Scan the records for the string "below"; copy each line where it occurs.

**DATASET RECORDS:**
──────────

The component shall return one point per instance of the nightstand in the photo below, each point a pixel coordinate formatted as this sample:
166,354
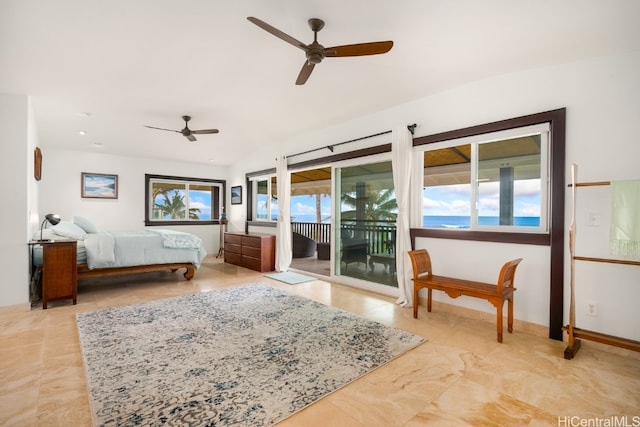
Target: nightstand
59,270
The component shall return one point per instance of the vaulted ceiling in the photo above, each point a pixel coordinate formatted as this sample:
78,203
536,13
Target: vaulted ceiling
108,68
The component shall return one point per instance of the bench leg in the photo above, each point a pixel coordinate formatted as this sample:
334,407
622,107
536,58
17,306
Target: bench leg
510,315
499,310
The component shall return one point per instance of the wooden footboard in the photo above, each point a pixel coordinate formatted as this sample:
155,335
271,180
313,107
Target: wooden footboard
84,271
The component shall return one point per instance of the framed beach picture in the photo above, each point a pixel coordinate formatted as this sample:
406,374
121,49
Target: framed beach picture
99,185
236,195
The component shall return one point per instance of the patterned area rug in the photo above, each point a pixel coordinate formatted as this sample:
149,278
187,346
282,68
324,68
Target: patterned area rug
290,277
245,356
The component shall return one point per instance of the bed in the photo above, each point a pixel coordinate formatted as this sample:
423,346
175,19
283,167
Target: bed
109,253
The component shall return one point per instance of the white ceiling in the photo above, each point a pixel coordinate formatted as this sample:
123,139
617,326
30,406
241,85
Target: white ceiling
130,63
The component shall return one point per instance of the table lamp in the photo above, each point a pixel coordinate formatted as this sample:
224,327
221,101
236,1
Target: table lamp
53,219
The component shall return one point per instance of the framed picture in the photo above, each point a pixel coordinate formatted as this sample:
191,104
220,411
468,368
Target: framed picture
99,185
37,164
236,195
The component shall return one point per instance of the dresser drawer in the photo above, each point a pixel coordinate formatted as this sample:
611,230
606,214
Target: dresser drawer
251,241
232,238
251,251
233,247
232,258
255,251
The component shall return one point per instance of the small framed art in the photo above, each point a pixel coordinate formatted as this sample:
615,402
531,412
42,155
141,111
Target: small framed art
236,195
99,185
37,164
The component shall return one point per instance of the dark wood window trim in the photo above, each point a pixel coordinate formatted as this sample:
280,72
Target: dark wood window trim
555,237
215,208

──────────

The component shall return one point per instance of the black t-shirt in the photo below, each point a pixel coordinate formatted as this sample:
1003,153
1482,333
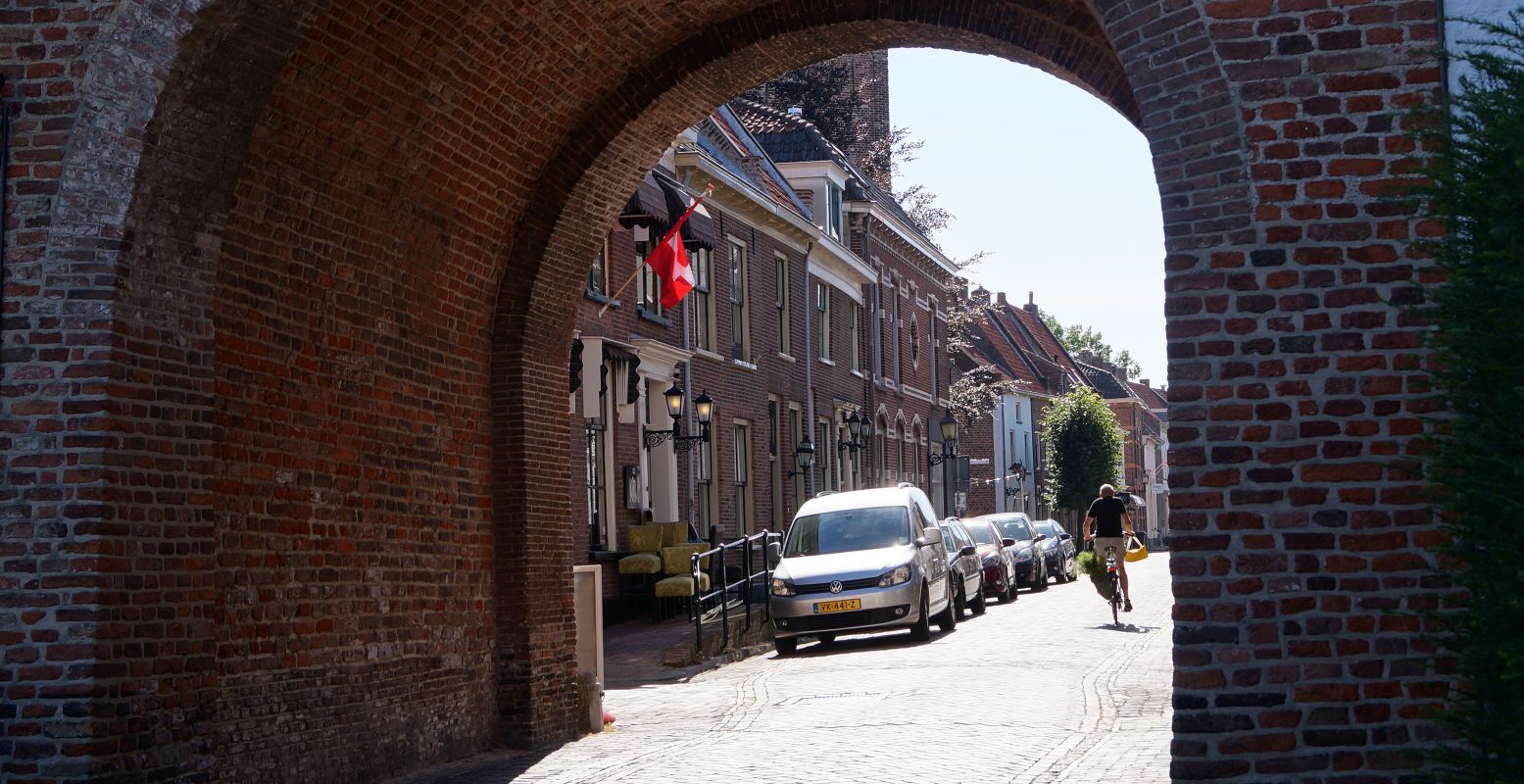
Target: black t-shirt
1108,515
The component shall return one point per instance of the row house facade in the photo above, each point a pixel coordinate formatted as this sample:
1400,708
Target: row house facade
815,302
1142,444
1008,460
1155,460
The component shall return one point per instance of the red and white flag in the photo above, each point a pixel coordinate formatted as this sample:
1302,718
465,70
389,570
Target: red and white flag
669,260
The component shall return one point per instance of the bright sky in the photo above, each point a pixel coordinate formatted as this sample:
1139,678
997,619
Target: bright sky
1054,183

──────────

**OUTPUT:**
The component shall return one point per instance of the nightstand in the photo below, each point a pixel coordinate formatted as this sample:
The component shall return one point per instance of the black t-shirt in the photo below, each point a pixel coordinate formatted as this sample:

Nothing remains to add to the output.